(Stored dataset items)

= Beginning of Section =

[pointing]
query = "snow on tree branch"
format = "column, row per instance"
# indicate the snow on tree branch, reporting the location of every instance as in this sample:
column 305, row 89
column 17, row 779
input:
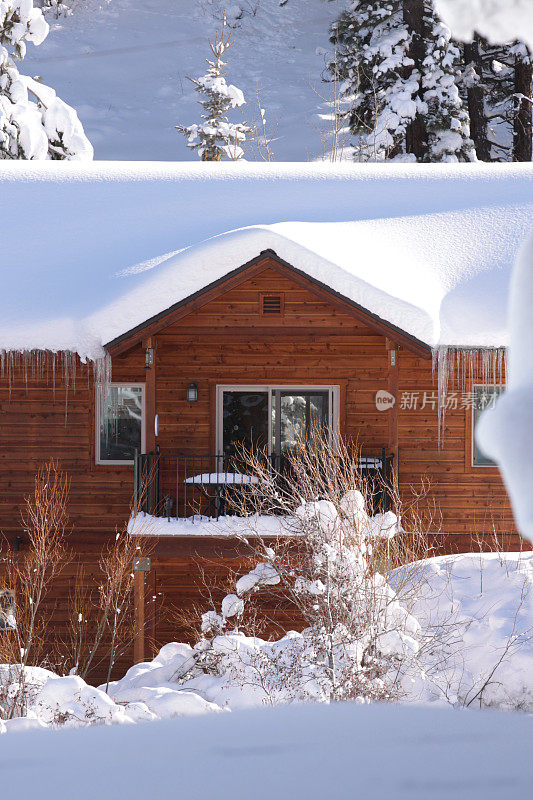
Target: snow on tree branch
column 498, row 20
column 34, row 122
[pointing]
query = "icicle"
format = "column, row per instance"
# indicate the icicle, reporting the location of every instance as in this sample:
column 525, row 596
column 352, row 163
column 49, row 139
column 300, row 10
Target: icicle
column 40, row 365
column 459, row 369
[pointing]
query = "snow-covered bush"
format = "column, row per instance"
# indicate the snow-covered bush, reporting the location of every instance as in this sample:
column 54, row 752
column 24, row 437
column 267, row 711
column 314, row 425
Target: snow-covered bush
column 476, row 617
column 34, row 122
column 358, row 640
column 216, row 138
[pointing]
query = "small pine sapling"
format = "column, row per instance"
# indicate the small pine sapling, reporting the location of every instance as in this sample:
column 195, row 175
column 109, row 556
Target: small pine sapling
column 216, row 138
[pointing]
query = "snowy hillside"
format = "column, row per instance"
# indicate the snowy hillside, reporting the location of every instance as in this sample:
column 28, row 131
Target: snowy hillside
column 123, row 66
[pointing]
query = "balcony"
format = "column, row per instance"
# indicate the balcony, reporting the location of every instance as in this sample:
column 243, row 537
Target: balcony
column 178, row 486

= End of Section =
= Beginning of Section =

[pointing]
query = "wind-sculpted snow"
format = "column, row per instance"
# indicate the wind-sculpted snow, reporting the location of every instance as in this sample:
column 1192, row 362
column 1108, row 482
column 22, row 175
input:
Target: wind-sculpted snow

= End of Section =
= Beginning of Section =

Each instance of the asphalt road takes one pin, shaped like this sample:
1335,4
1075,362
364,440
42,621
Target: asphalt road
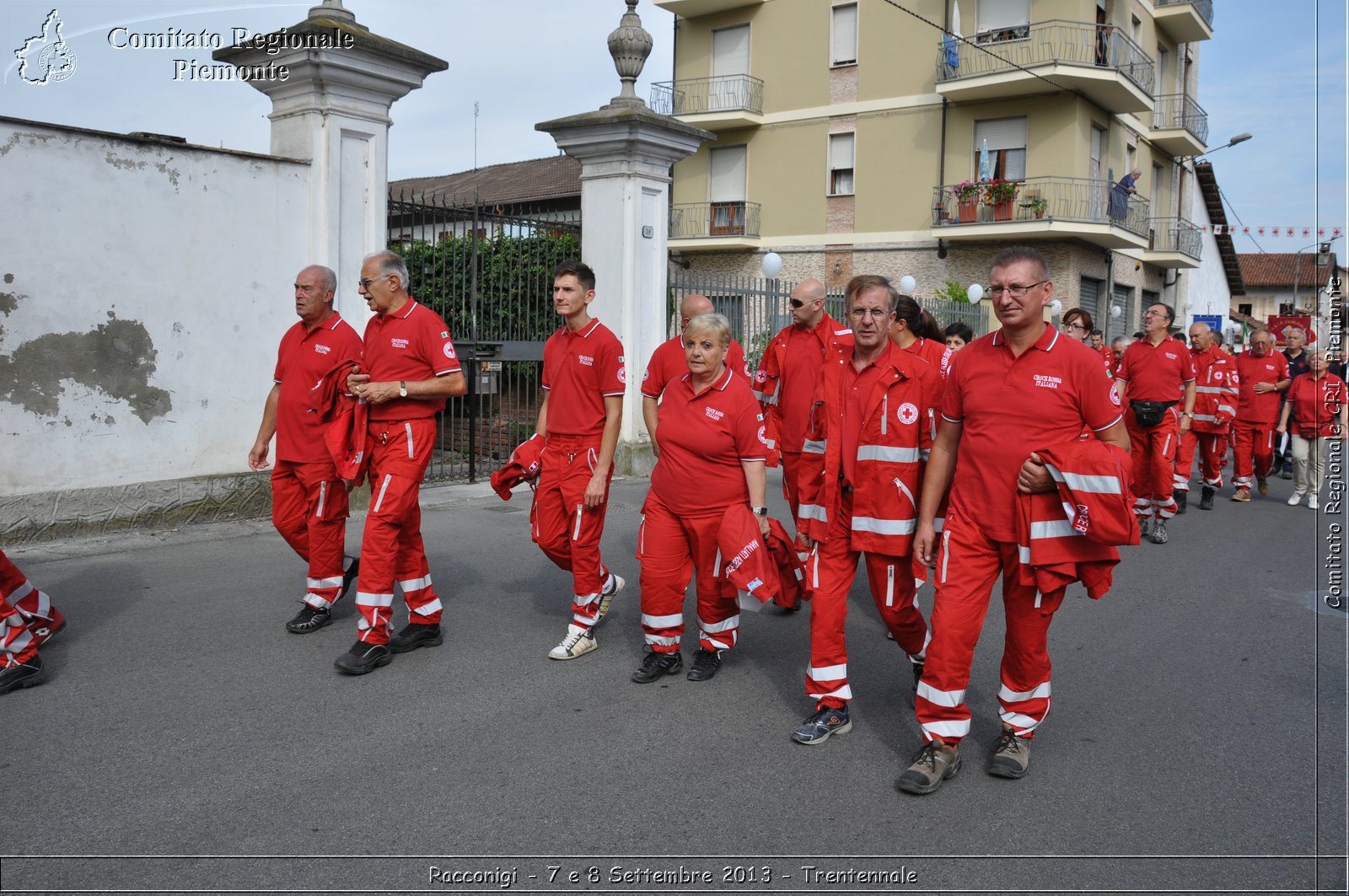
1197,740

= End of Section =

▶ _AIM OF THE EXERCISE_
What lines in the data above contain the word "indicate"? Show them all.

▶ _EXERCISE RESPONSE_
# indicate the snow on tree branch, reporting the location of every instance as in this sample:
# indicate the icicle, reporting the location of every instance as in this sample:
# indicate the snow-covered bush, reporting the location of every instance as in this sample:
# indicate the small pine sapling, reporting the location of every instance as in this sample:
# indicate the snowy hillside, reporting the location of every instance as in this sample:
# indicate the balcony, reporting the location of every instance as in this sample:
# indicate the wind-sculpted snow, reporting the location of every instance as in this sample:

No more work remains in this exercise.